The request: Extend the article about myths around moving brokerage accounts, picking up right after its final line.

If you have a question about your specific situation, get in touch with us at transfers@m1finance.com


6 stock tickers with pie names, and a magnifying glass

Myth 7: If you want to transfer, it’s all or nothing 

This one is only half myth. 

If you have an account with Charles Schwab, Fidelity, TD Ameritrade, or any other major brokerage, it is entirely possible to transfer just part of your account to another platform (including M1).  

If you’re looking to transfer part of your account to your new brokerage, be sure to have ready the securities and number of shares you would like to move. 

Some firms, including robo-advisors like Betterment or Wealthfront, will not allow partial transfers. Those platforms only allow full transfers. 


Myth 8: You’ll lose your dividends if you transfer your account 

Consider this myth busted; it’s entirely false.  

Your principal will be transferred on your official transfer date. This is about seven to 10 business days after you initiate the transfer.  

If any dividends are sent to your old brokerage after that transfer date, your new brokerage will sweep them into your new account. 


Myth 9: Transfers count toward your retirement contribution limit 

They don’t.

Records shown:

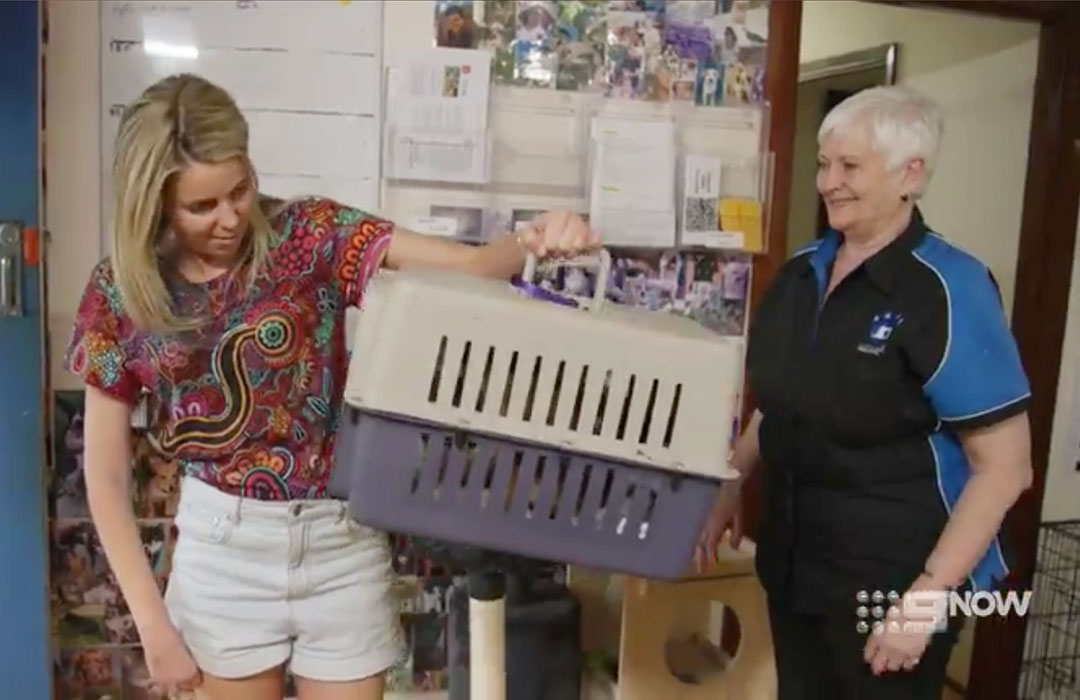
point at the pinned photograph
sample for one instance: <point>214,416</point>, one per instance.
<point>710,88</point>
<point>580,36</point>
<point>158,481</point>
<point>68,480</point>
<point>469,221</point>
<point>135,678</point>
<point>521,217</point>
<point>82,586</point>
<point>633,46</point>
<point>536,21</point>
<point>91,674</point>
<point>496,30</point>
<point>536,64</point>
<point>454,24</point>
<point>742,31</point>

Answer below:
Yes, the IRS limits how much money taxpayers can contribute to IRAs (traditional and Roth) each year. As of 2020, that limit is $6,000 (and $7,000 if you’re 50 or older).  

But transferring accounts between brokerages doesn’t count toward that limit.  

This is because when you transfer your account, you’re not adding money. You’re just moving it. The same is true of rollovers and qualified reservist repayments: you can make either of these transactions without affecting your contribution limit. 

The reality is that moving to a new brokerage is no more or less complicated than the other transactions you’d make to manage your finances. If a new brokerage offers features you want and can’t access through your current brokerage, there’s no reason you shouldn’t consider a brokerage account transfer. 

And if you’re a new M1 client… 


Terms and conditions apply.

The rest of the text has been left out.